§ **TASK STATEMENT**:
Lines before the one containing "Drop one point per instance of the bicycle tire." are excluded; print that line and every line after it through the end of the material below, exactly.

§ **RECORDS TO USE**:
(begin)

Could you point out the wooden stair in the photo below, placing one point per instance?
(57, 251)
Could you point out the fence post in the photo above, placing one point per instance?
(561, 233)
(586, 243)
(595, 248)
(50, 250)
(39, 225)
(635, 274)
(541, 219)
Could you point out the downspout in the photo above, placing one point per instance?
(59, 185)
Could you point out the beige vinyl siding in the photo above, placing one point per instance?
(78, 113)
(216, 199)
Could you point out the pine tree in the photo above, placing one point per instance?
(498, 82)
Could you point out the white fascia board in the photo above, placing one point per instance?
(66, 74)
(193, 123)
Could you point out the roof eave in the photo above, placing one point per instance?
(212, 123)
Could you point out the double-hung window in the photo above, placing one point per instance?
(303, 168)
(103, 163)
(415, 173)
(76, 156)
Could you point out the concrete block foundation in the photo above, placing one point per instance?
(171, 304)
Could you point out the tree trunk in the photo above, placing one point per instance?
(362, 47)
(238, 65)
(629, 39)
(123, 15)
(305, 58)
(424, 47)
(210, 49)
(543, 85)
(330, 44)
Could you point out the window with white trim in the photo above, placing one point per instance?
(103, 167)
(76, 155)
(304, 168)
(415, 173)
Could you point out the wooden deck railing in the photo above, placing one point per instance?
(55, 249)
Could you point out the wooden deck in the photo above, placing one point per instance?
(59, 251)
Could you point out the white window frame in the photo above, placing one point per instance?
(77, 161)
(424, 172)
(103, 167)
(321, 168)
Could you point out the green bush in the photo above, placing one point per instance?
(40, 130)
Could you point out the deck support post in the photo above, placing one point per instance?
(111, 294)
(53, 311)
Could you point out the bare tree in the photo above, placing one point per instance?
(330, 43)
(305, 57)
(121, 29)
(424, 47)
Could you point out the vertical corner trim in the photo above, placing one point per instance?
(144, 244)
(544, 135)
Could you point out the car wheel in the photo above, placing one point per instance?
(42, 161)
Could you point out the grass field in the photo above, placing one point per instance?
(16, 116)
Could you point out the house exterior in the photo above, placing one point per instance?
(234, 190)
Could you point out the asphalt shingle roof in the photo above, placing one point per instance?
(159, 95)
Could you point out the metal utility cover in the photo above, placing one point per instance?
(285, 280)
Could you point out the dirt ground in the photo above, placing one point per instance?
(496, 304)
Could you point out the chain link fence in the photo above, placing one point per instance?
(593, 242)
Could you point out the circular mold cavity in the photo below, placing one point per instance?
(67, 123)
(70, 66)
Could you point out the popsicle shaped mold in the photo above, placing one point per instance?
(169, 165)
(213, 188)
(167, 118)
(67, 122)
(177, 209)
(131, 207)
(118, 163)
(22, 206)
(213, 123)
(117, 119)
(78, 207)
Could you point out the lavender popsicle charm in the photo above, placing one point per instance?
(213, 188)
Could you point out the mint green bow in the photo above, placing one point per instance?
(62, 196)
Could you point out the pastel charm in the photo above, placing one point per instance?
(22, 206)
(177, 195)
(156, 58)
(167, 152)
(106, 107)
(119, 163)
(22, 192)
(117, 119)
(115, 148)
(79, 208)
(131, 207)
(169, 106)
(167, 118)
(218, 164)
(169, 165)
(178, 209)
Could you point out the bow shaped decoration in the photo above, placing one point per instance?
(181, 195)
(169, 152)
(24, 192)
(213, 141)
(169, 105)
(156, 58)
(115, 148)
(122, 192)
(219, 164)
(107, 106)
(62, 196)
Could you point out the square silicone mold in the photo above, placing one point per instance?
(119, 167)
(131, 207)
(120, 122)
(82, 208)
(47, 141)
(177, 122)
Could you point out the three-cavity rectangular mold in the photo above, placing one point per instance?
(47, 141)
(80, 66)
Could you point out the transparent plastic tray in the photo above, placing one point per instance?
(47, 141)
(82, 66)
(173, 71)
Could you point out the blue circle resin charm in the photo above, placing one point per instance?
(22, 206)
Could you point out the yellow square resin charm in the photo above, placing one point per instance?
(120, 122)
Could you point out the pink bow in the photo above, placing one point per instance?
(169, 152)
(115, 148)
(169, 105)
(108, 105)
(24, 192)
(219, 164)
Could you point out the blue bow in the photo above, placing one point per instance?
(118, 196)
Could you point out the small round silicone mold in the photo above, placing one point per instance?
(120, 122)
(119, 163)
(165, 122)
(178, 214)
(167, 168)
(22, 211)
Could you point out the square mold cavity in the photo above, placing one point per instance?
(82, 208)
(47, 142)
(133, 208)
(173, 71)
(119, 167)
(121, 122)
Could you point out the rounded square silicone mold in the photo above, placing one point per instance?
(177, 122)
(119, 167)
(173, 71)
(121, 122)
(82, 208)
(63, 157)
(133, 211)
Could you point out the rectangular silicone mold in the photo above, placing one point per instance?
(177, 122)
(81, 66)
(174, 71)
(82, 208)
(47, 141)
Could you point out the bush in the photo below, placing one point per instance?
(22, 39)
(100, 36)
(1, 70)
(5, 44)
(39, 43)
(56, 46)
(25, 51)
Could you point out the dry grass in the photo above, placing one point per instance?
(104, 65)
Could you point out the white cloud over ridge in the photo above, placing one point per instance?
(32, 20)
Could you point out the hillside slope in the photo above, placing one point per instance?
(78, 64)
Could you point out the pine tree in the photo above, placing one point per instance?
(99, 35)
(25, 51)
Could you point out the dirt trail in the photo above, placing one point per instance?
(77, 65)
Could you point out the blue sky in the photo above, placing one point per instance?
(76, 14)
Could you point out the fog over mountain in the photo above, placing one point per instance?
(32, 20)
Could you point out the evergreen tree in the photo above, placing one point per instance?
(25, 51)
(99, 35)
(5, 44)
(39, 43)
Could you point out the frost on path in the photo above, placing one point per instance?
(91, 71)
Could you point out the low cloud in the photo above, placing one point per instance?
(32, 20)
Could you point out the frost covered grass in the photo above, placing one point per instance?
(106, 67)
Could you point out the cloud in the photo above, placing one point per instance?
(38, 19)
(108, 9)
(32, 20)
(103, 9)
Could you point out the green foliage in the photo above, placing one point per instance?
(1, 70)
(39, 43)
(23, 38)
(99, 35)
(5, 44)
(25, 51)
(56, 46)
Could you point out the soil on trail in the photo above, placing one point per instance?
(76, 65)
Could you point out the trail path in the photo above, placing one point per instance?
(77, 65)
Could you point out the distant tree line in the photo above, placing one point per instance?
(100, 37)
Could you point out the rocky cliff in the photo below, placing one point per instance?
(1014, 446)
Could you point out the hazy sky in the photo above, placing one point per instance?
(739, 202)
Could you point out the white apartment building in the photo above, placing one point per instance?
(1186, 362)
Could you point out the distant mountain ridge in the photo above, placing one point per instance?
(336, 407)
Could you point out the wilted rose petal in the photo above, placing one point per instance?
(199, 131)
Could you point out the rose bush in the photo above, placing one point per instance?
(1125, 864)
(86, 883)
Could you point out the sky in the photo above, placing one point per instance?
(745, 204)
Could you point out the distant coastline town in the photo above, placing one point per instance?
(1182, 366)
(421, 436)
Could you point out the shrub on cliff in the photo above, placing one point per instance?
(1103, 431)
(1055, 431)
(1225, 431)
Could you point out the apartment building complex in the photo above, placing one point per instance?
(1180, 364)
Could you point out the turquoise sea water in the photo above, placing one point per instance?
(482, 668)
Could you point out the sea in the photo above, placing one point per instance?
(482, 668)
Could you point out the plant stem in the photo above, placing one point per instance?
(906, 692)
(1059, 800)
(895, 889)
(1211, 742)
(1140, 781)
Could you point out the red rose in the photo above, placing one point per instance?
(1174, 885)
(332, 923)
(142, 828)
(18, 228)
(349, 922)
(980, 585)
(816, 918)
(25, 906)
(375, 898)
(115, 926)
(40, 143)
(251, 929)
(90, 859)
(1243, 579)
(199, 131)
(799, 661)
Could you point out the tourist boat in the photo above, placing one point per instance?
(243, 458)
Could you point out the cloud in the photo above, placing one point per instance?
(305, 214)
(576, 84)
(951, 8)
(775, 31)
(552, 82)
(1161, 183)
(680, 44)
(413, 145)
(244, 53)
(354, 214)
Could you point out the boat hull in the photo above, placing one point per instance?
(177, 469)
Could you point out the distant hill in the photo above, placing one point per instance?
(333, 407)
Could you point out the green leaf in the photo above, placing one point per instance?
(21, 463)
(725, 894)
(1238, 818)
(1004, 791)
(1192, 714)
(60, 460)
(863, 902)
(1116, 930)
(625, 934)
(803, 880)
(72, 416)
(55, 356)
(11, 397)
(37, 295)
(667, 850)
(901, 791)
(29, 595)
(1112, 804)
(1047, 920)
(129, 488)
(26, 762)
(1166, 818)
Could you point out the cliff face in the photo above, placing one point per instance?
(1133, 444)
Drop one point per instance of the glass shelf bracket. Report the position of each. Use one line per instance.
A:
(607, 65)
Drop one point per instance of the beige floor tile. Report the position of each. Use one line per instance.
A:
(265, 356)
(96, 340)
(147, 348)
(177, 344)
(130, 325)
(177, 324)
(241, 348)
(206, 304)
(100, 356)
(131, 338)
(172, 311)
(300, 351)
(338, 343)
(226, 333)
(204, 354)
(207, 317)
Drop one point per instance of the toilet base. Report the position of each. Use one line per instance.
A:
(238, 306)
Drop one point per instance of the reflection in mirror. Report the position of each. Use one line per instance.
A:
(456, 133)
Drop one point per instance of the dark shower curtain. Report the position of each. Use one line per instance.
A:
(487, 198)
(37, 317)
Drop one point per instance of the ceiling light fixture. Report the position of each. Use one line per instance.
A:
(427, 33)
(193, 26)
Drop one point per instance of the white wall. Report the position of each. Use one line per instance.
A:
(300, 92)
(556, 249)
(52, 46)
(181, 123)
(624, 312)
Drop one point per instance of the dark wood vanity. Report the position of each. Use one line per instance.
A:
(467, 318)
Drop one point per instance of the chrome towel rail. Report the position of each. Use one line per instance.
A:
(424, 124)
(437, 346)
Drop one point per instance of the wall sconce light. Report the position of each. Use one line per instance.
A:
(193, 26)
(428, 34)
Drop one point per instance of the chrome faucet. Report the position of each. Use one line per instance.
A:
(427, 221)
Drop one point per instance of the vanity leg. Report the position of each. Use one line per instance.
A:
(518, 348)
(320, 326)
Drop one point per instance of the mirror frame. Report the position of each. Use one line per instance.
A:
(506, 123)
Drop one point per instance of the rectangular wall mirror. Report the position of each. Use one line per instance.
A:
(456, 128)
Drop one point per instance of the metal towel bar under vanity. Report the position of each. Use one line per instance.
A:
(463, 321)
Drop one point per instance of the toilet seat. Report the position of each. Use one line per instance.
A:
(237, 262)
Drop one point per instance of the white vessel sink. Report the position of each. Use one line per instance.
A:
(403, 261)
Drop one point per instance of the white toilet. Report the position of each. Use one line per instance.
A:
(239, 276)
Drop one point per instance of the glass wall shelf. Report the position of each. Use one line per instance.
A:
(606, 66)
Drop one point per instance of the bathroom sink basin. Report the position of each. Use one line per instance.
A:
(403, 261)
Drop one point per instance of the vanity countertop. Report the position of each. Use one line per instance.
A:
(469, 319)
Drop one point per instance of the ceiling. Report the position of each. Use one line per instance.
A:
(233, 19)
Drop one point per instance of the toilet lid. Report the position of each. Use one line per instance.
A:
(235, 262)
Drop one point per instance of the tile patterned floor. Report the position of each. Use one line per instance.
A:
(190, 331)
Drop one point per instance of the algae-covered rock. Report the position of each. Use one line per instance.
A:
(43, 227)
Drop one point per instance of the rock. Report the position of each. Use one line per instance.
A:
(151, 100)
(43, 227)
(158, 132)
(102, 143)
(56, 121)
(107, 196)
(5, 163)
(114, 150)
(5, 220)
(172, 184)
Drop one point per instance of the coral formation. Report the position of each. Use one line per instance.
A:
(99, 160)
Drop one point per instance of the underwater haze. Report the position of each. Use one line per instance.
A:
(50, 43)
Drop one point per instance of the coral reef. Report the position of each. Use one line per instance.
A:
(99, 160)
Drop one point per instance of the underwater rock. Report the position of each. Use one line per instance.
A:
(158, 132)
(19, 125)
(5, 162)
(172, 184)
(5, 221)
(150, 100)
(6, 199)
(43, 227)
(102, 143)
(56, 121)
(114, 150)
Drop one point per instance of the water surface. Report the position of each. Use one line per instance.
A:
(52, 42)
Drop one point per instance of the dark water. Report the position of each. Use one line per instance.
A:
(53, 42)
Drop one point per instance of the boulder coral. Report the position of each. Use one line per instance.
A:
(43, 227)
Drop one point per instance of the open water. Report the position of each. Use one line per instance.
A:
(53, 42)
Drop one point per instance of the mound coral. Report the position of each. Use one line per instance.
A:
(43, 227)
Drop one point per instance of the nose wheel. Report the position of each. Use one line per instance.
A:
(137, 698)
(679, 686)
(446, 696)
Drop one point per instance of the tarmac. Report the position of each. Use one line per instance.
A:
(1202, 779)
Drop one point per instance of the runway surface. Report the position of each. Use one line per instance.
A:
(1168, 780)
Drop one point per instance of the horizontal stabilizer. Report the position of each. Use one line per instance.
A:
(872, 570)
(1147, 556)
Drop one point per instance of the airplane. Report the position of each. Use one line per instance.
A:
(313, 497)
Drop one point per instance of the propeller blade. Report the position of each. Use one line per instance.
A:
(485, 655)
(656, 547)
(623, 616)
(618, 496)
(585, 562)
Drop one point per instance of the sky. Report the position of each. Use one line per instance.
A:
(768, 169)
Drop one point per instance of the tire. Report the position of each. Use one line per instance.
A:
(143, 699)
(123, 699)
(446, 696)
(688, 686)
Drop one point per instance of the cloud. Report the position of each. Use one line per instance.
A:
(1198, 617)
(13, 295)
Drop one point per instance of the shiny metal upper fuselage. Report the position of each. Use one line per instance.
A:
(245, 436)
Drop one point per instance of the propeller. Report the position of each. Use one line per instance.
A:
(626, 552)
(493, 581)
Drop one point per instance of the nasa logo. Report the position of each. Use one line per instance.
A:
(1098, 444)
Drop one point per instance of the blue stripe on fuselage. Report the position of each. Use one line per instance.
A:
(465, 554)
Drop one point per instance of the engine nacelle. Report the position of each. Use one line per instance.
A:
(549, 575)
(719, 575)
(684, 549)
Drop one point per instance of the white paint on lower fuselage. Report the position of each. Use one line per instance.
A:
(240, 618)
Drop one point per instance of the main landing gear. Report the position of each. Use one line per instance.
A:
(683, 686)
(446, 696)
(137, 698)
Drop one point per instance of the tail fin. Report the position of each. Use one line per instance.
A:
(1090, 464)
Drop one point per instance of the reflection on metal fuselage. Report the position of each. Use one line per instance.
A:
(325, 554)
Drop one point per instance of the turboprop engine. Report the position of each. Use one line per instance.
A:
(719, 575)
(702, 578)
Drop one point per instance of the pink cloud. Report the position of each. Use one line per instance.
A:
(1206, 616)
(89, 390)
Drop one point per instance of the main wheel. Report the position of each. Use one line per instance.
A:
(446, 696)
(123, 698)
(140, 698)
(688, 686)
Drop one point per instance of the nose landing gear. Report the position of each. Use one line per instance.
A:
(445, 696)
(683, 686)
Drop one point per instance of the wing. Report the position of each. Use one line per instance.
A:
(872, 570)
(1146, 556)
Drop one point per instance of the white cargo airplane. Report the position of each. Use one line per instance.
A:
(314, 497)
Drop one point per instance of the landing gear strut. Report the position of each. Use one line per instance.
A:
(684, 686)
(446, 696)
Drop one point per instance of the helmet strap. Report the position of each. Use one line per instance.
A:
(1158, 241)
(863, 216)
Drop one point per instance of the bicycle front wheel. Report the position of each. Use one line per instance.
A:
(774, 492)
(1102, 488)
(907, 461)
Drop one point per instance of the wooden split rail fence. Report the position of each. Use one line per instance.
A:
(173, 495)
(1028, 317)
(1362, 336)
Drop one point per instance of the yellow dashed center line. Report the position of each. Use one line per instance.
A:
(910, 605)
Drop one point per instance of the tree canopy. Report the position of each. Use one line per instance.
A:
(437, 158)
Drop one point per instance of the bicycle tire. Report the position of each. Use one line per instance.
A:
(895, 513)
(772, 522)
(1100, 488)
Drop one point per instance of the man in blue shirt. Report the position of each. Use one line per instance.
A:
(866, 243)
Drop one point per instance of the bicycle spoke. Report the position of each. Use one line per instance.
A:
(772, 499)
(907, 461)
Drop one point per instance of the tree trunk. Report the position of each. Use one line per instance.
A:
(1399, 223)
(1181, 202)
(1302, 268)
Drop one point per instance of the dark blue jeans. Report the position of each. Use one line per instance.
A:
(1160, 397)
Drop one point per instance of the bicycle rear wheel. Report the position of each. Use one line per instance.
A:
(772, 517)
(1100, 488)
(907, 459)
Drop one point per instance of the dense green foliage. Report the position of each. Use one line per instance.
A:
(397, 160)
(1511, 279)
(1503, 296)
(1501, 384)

(end)

§ **FULL OUTPUT**:
Drop one point per instance of the bicycle tire. Report the position of each. Use one line per instance.
A:
(895, 513)
(772, 522)
(1100, 488)
Drop one point per instance of the man in blue shirt. Report the position of each. Use one line per instance.
A:
(866, 243)
Drop one point per instance of the bicycle spoke. Report the position of each. Use one line per instance.
A:
(772, 499)
(907, 461)
Drop one point per instance of the tree trunk. Report the position of each. Use one line per instance.
A:
(1399, 223)
(1181, 202)
(1302, 268)
Drop one point per instance of the dark blue jeans. Report the position of each. Use one line per instance.
A:
(1160, 397)
Drop one point per instance of the bicycle rear wheel. Report the position of each. Use one line per instance.
A:
(772, 517)
(1100, 488)
(907, 459)
Drop one point per instance of the dense green foliage. Report the position of each. Use one line per instance.
A:
(397, 160)
(1511, 279)
(1503, 296)
(1501, 384)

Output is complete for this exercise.